Count the lines of the material below that contain the string "hind", treating uppercase and lowercase as different. Reply with the number alone.

▶ **Records for processing**:
⟨

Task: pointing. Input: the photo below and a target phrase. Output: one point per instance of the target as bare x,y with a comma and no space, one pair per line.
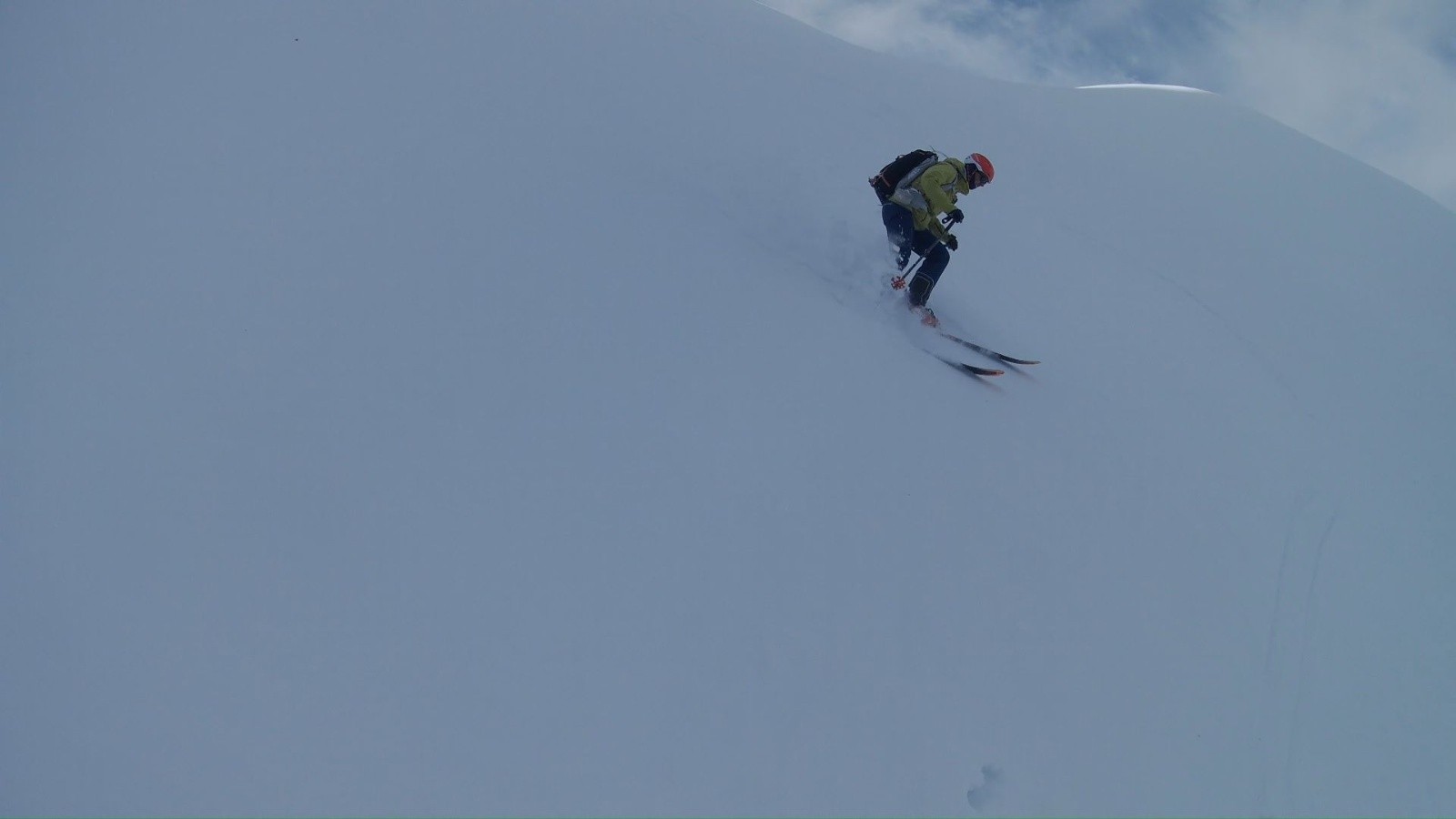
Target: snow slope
497,410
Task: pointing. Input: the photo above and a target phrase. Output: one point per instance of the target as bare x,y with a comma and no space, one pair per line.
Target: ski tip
982,370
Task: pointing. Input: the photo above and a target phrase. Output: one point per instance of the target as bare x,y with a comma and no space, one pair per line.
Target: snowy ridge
499,410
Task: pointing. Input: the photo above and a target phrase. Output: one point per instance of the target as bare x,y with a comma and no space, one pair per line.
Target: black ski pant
900,228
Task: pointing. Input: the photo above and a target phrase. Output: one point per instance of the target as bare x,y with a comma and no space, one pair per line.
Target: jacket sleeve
932,184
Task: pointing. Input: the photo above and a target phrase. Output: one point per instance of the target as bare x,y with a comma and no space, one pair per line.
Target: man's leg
929,271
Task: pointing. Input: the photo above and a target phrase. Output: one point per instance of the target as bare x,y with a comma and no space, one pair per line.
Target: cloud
1375,79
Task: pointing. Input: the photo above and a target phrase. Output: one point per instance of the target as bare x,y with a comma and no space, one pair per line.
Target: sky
1373,79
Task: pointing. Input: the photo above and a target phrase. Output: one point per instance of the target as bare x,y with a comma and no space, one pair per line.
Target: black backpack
892,175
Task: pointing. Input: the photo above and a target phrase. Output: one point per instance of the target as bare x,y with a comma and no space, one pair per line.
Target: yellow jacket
932,194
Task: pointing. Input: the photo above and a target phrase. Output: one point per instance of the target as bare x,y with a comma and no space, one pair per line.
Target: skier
914,220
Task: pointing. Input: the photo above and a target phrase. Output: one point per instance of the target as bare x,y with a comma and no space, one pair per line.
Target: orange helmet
982,164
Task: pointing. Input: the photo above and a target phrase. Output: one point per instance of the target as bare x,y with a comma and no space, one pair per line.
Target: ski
986,350
972,369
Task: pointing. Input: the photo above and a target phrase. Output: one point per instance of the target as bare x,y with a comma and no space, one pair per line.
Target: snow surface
497,409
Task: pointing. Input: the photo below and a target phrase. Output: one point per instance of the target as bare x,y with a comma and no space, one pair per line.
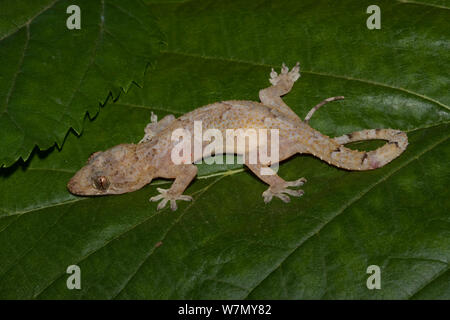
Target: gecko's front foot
166,196
288,76
282,192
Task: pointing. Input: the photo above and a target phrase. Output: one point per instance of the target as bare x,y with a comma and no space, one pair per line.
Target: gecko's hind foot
166,197
283,192
286,75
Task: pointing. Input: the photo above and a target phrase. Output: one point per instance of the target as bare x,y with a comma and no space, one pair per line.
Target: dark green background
226,243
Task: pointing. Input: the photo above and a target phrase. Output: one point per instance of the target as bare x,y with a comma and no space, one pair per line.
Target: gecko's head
113,171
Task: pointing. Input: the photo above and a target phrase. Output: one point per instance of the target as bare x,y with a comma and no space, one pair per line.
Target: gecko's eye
101,183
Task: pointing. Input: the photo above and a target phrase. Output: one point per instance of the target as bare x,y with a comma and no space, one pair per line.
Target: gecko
129,167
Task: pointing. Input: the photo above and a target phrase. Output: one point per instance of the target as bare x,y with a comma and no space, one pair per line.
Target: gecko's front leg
183,175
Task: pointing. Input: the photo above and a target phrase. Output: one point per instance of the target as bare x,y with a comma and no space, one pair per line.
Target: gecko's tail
346,158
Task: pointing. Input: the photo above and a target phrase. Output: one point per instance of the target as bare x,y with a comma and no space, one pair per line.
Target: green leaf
51,76
227,243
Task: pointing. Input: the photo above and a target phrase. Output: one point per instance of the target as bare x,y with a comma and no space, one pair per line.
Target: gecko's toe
285,74
284,193
296,183
166,197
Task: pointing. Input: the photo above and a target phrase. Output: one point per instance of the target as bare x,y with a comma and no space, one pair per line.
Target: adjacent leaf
52,75
227,243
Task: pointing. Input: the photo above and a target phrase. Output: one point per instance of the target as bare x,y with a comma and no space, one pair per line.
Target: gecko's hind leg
278,187
156,126
281,84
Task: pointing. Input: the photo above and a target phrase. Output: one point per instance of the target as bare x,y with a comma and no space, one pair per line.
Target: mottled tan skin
129,167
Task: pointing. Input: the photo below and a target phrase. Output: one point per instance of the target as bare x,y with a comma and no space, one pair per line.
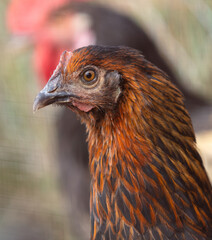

⟩

▶ **Final answer**: 2